> _ENUNCIADO_:
Reproduza todas as entradas abaixo, linha por linha e sem nenhuma alteração, mas deixe as imagens de fora.

> _ENTRADAS DE DADOS_:
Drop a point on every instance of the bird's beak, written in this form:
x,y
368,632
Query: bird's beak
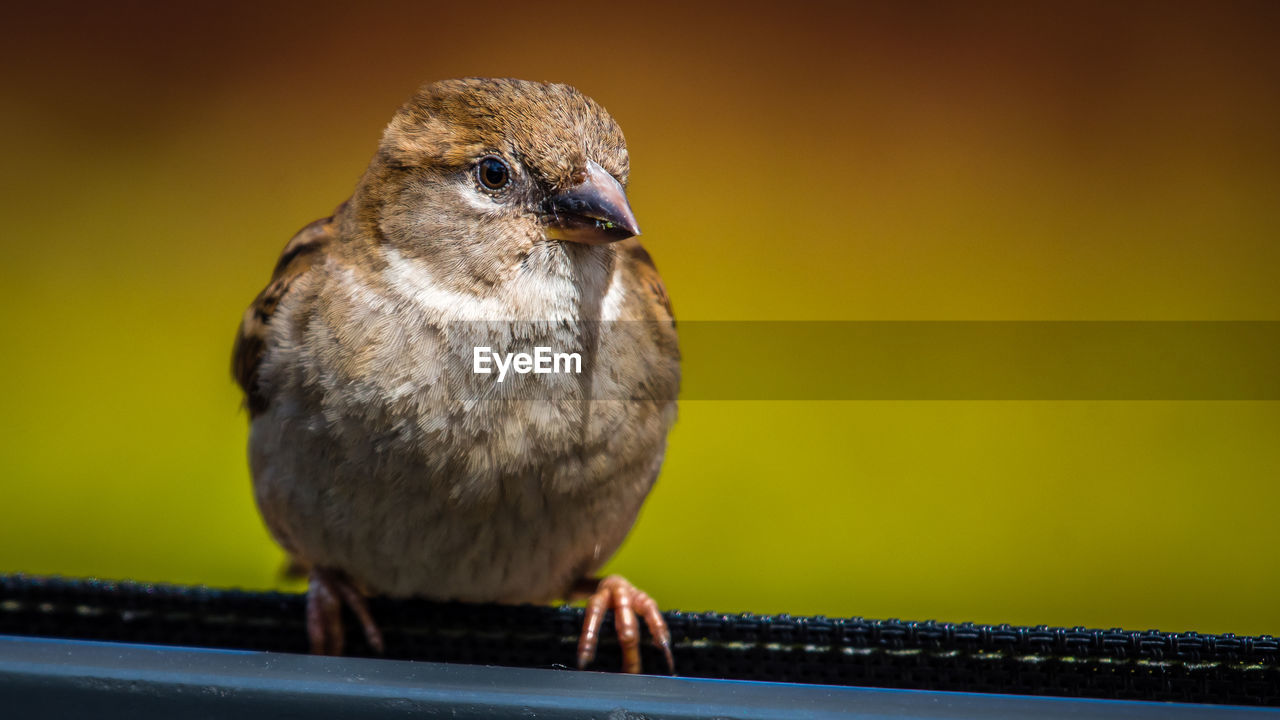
x,y
594,212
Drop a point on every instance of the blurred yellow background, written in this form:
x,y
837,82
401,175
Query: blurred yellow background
x,y
895,160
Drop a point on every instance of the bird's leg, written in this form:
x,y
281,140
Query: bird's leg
x,y
626,601
327,592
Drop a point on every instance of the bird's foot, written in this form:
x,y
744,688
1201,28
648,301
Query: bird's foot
x,y
327,593
626,601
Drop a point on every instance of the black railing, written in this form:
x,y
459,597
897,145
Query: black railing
x,y
883,654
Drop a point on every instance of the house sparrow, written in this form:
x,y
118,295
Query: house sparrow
x,y
384,460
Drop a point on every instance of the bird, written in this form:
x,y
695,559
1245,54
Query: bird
x,y
492,215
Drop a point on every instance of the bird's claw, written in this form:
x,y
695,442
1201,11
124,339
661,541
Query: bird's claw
x,y
327,593
627,602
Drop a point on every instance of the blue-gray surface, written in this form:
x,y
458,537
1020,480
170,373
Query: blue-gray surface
x,y
49,678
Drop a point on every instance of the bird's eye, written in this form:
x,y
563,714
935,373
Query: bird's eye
x,y
492,172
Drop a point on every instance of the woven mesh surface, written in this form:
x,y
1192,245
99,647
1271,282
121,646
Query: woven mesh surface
x,y
890,654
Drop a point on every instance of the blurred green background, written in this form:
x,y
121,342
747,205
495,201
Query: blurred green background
x,y
868,162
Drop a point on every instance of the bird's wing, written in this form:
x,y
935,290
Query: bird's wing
x,y
648,282
302,253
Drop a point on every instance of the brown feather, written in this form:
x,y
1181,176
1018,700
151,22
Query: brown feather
x,y
296,259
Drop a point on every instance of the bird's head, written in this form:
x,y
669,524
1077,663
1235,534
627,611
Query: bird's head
x,y
494,167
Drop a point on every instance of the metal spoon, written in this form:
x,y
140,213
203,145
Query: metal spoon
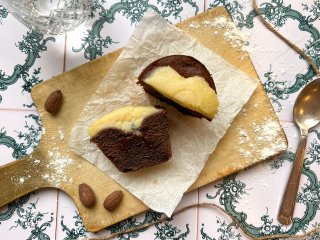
x,y
306,114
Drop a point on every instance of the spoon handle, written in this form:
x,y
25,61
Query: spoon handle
x,y
289,198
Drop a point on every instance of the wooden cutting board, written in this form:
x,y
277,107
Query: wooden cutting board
x,y
52,164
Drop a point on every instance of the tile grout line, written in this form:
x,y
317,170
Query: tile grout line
x,y
58,191
198,190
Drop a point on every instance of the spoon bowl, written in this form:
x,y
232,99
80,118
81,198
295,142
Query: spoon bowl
x,y
306,114
306,110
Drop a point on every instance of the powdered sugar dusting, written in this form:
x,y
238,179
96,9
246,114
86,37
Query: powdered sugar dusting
x,y
58,167
266,140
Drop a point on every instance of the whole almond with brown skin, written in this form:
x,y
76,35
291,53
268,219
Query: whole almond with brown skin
x,y
112,200
86,195
53,102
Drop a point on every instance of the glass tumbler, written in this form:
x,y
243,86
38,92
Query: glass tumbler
x,y
50,16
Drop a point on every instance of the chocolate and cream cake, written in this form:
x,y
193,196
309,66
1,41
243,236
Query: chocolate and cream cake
x,y
133,137
183,82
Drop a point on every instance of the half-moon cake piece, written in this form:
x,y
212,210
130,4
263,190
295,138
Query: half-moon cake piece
x,y
183,82
133,137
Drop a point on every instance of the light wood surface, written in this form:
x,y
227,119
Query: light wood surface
x,y
77,86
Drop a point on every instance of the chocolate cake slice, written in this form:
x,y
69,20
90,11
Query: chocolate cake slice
x,y
183,82
133,137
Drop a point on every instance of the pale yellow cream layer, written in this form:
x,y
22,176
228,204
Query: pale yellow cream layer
x,y
193,93
127,119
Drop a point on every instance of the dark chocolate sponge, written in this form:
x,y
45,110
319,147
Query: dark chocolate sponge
x,y
130,151
186,66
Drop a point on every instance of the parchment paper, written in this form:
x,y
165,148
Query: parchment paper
x,y
161,187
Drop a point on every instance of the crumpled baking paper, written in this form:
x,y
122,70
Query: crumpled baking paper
x,y
193,140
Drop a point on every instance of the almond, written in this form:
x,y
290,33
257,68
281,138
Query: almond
x,y
86,195
112,200
53,102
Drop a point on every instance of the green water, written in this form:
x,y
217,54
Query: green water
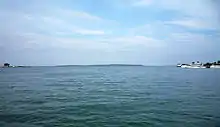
x,y
109,96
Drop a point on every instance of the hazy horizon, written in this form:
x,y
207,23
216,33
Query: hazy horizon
x,y
98,32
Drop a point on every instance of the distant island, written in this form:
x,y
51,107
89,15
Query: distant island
x,y
101,65
7,65
200,65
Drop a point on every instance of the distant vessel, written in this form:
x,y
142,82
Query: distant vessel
x,y
192,65
215,66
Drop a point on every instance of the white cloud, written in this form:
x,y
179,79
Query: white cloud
x,y
79,14
194,23
142,2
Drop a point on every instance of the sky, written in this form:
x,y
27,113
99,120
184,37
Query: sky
x,y
82,32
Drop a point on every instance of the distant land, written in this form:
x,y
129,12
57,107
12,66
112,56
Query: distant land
x,y
102,65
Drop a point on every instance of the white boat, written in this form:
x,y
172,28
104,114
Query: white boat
x,y
193,65
215,66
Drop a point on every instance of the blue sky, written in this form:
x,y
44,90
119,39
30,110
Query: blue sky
x,y
149,32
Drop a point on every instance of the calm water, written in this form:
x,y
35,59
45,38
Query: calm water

> _RESPOSTA DO EXERCÍCIO_:
Drop a point on every instance of the bird's beak, written in this form:
x,y
368,632
Query: bird's beak
x,y
594,212
Drop a point on every instance of the blurred yellow background, written in this form:
x,y
837,82
401,175
Query: blurred yellow background
x,y
895,160
Drop a point on every instance of the bird's leg, written in this form:
x,y
281,140
Query: bird's leg
x,y
626,601
327,592
Drop a point on every instance of the bird's foot, written in this form:
x,y
744,688
1201,28
648,301
Query: bird's foot
x,y
327,593
626,601
Drop a point on every instance of the black railing, written in this form:
x,y
459,597
897,145
Query: black railing
x,y
883,654
Drop a point on every instance of the house sparrow, written in this form:
x,y
118,295
Query: house sparrow
x,y
384,460
Drop a point on every instance of the bird, written in this form:
x,y
695,559
1245,54
Query: bird
x,y
492,215
Drop a point on every instance of the bird's claw, written in this form:
x,y
695,442
1201,11
124,339
661,541
Query: bird's claw
x,y
327,593
627,602
Drop a point on every instance of the blue-gray surface, written in this form:
x,y
458,537
1020,480
170,373
Query: blue-gray surface
x,y
49,678
Drop a point on every instance of the bird's eye, written in this form:
x,y
563,714
935,373
Query: bird's eye
x,y
492,172
Drop a point on every instance of the woven mesh surface, written in this form:
x,y
1192,245
99,647
1271,282
121,646
Query: woven mesh surface
x,y
890,654
Drop a point on every instance of the blurred green background, written in this form:
x,y
121,342
747,205
495,201
Query: blurred green background
x,y
868,162
Drop a point on every instance of the bird's wing, written in this form:
x,y
935,290
Query: bird's wing
x,y
648,282
302,253
Drop a point on every instance of the brown feather, written in this form:
x,y
1181,176
1018,700
151,22
Query: brown feather
x,y
296,259
Drop a point on every instance of the bird's head, written in this form:
x,y
669,524
1077,663
1235,534
627,611
Query: bird's head
x,y
494,167
Drop a point on every instance of the metal spoon, written in this form:
x,y
140,213
203,145
Query: metal spoon
x,y
306,114
Drop a point on every instance of the spoon handle, written in this form:
x,y
25,61
Query: spoon handle
x,y
289,198
Drop a point on every instance of the wooden cutting board, written in this form:
x,y
277,107
Query: wooden cutting board
x,y
52,164
Drop a point on every instance of the tile grout line, written in this form:
x,y
317,170
Query: tile grout line
x,y
58,191
198,190
Drop a point on every instance of the spoon bowl, written in this form:
x,y
232,99
80,118
81,198
295,142
Query: spoon bowl
x,y
306,114
306,110
Drop a point on every instance of the powdered sugar dusting, written in this form:
x,y
238,179
96,9
246,114
86,37
Query: powdered sugar dusting
x,y
58,167
266,140
Drop a point on every instance of the whole almond with brown skin, written in this form:
x,y
76,35
291,53
268,219
Query: whole almond with brown skin
x,y
112,200
86,195
53,102
Drop a point on every instance of the glass tumbler, written in this form:
x,y
243,86
38,92
Query: glass tumbler
x,y
50,16
Drop a point on every instance of the chocolate and cream cake, written in this form:
x,y
193,196
309,66
1,41
243,236
Query: chocolate and cream cake
x,y
133,137
183,82
Drop a point on every instance of the half-moon cake piece, written in this form:
x,y
212,210
130,4
263,190
295,138
Query: half-moon cake piece
x,y
183,82
133,137
Drop a point on every instance of the light wood surface, written in this form:
x,y
227,119
Query: light wood surface
x,y
77,86
Drop a point on every instance of the chocolate cake slice, written in this form:
x,y
69,20
90,11
Query: chocolate cake slice
x,y
183,82
133,137
Drop a point on every instance of the pale yellow cream layer, written in this form:
x,y
22,176
228,204
Query: pale yellow cream layer
x,y
193,93
127,119
Drop a point on every instance of the dark chocolate sponge, written in this form:
x,y
45,110
319,147
Query: dark chocolate sponge
x,y
130,151
186,66
Drop a point on every instance of the parchment paper, written in this form:
x,y
165,148
Query: parchment paper
x,y
161,187
Drop a point on every instance of the crumpled baking paper, written in this form:
x,y
122,70
Query: crumpled baking paper
x,y
193,140
Drop a point on every instance of the almond, written in this form:
x,y
290,33
257,68
281,138
Query: almond
x,y
86,195
112,200
53,102
Drop a point on every instance of the green water, written in this form:
x,y
217,54
Query: green water
x,y
109,96
Drop a point on every instance of the hazy horizon, written in this form:
x,y
207,23
216,33
Query: hazy horizon
x,y
98,32
Drop a point on every instance of the distant island, written in this form:
x,y
51,107
89,15
Query: distant island
x,y
101,65
7,65
200,65
Drop a point on every instance of the distant vessel, written in this form:
x,y
142,82
Query: distant vessel
x,y
192,65
215,66
Drop a point on every instance of the white cloud, written in this form:
x,y
179,79
Query: white cloud
x,y
79,14
194,23
142,2
Drop a point on every instance of the sky, written in this form:
x,y
27,113
99,120
184,37
Query: sky
x,y
82,32
Drop a point on every instance of the distant land, written in this form:
x,y
129,12
57,107
12,66
112,56
Query: distant land
x,y
102,65
Drop a point on every instance of the white boat, written in this form:
x,y
172,28
104,114
Query: white boat
x,y
193,65
215,66
Drop a point on every instance of the blue sky, written in this form:
x,y
44,90
119,39
30,110
Query: blue sky
x,y
149,32
Drop a point on every instance of the calm water, written in this form:
x,y
35,59
45,38
Query: calm water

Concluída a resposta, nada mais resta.